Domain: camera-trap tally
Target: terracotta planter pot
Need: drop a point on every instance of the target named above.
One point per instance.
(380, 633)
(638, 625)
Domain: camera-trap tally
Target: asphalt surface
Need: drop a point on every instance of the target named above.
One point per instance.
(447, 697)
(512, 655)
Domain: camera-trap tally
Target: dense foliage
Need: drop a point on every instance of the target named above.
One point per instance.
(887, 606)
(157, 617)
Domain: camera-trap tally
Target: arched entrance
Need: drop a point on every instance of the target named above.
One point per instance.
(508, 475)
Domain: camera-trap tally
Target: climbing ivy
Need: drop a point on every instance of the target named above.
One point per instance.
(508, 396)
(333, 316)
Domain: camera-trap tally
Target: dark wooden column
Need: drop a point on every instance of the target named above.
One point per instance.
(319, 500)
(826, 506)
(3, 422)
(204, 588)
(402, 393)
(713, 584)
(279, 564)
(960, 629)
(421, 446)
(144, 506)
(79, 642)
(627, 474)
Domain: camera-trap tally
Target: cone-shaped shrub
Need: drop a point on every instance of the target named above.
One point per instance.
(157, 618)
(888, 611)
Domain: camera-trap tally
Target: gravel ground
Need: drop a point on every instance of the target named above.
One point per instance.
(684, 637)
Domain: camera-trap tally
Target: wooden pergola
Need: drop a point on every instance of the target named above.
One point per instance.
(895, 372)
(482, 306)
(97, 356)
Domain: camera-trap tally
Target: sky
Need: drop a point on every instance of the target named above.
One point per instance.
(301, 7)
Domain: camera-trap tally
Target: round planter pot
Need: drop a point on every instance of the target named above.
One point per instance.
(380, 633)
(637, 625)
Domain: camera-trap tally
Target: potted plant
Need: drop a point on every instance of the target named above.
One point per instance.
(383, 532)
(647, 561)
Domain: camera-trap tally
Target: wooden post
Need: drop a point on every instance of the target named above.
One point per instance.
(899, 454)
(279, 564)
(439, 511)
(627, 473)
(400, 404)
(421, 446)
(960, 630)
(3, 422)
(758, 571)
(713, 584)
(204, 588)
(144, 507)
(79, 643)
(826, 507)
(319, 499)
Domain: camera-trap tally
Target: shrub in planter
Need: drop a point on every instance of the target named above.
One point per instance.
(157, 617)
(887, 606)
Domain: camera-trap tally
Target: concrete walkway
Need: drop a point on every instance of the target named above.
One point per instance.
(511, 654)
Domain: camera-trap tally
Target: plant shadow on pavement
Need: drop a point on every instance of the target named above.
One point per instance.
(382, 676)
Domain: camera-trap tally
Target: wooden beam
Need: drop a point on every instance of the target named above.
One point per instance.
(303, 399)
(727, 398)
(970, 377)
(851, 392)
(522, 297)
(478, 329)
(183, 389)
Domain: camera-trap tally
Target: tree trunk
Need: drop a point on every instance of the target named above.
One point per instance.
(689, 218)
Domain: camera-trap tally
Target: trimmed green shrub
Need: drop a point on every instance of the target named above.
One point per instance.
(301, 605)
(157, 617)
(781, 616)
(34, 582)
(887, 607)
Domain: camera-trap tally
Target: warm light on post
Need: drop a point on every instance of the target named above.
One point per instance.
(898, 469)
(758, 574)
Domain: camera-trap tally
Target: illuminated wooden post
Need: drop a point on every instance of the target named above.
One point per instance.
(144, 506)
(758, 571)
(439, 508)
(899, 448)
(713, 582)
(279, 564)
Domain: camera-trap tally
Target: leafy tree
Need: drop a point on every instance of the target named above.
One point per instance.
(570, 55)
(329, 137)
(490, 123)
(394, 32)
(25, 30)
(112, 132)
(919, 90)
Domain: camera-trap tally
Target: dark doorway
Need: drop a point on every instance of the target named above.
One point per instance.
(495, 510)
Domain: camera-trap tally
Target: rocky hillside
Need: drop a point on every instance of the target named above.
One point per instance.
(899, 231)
━━━
* **Exercise brief**
Give all the records again. Match them exactly.

* **Task solution**
Domain: camera-trap tally
Target: terracotta planter pot
Need: drop a point on every instance of the target named above.
One point per instance.
(380, 633)
(638, 625)
Domain: camera-trap tally
Target: asphalt surface
Need: drop a point on every instance of the target named above.
One point per instance.
(447, 697)
(512, 655)
Domain: camera-trap tally
Target: dense foliage
Need: drop a point on every instance of the target named above.
One point per instance.
(887, 606)
(157, 617)
Domain: camera-trap tally
Target: arched entrance
Need: drop a point on every instance of the target named above.
One point per instance.
(508, 475)
Domain: camera-trap tally
Target: climbing ivy
Need: drop a point on every instance of the target named above.
One point per instance.
(508, 396)
(333, 316)
Domain: camera-trap tally
Target: dark wooden column
Need: drop a point on every instance of the target named above.
One point per instance.
(319, 500)
(826, 506)
(3, 422)
(204, 588)
(402, 393)
(713, 584)
(279, 564)
(960, 629)
(421, 446)
(144, 506)
(79, 642)
(627, 474)
Domain: camera-trap tally
Target: cone-shaped shrub
Need: drop a point on every instance of the target named above.
One point per instance.
(157, 618)
(888, 611)
Domain: camera-trap tally
Target: gravel ground
Need: drop a point on every instance of the target named above.
One point per instance.
(684, 637)
Domain: camera-trap tally
Target: wooden pergola
Need: drop a point on every instance of the target named above.
One point per instance.
(895, 372)
(482, 306)
(97, 356)
Domain: camera-trap tally
Target: sky
Need: drop a point on every instance of the target named above.
One point per instance.
(301, 7)
Domain: camera-trap tally
Target: round planter pot
Need: drop a point on every instance of the target named above.
One point per instance.
(380, 633)
(637, 625)
Domain: camera-trap tally
Target: potted plant
Need: drop a point on every instance of the target named above.
One point per instance.
(383, 532)
(647, 561)
Domain: camera-trap tally
Target: wooden post
Need: drop a point on every instance of the target named above.
One point per instance.
(899, 454)
(279, 564)
(439, 511)
(627, 473)
(400, 404)
(421, 446)
(960, 630)
(3, 422)
(758, 571)
(713, 584)
(204, 588)
(144, 507)
(79, 643)
(826, 507)
(319, 499)
Domain: camera-trap tally
Target: shrub in planter
Need: drop a point on every instance of the target named above.
One point per instance.
(157, 617)
(887, 606)
Domain: camera-trap tally
Target: concrete walkway
Need: drop a point on every instance of the target named above.
One point per instance.
(511, 654)
Domain: camera-trap tally
Target: plant shadow on pavement
Need: drop a point on every instance of the target named above.
One point per instance.
(382, 676)
Domain: camera-trap tally
Target: wooden beam
Need: drop a point on every instance of the target named above.
One point per instance.
(303, 399)
(727, 398)
(970, 377)
(851, 392)
(522, 297)
(478, 329)
(183, 389)
Domain: camera-trap tally
Target: tree trunk
Need: drop a point on every instance of the target named above.
One point per instance.
(689, 218)
Domain: camera-trap tally
Target: trimmed green shrub
Need: drop a point on every instance of the target named above.
One point per instance.
(301, 605)
(157, 617)
(781, 616)
(34, 582)
(887, 607)
Domain: camera-trap tally
Target: warm light on post
Need: drop a point on every instance of the target named above.
One point per instance.
(898, 469)
(758, 574)
Domain: camera-trap tally
Target: illuminated wooden post
Need: drop a point on every instance of the target named above.
One point per instance.
(144, 506)
(758, 571)
(439, 508)
(899, 448)
(713, 582)
(279, 564)
Domain: camera-trap tally
Target: leafy tree
Need: drop a point on every instance of the target named above.
One point per instance.
(570, 55)
(329, 137)
(490, 123)
(394, 32)
(25, 30)
(112, 132)
(919, 90)
Domain: camera-trap tally
Target: dark doorway
Need: drop a point on every instance of the target named above.
One point per instance.
(495, 510)
Domain: camera-trap tally
Target: rocky hillside
Need: drop a point on every instance of the target named above.
One point per instance.
(899, 231)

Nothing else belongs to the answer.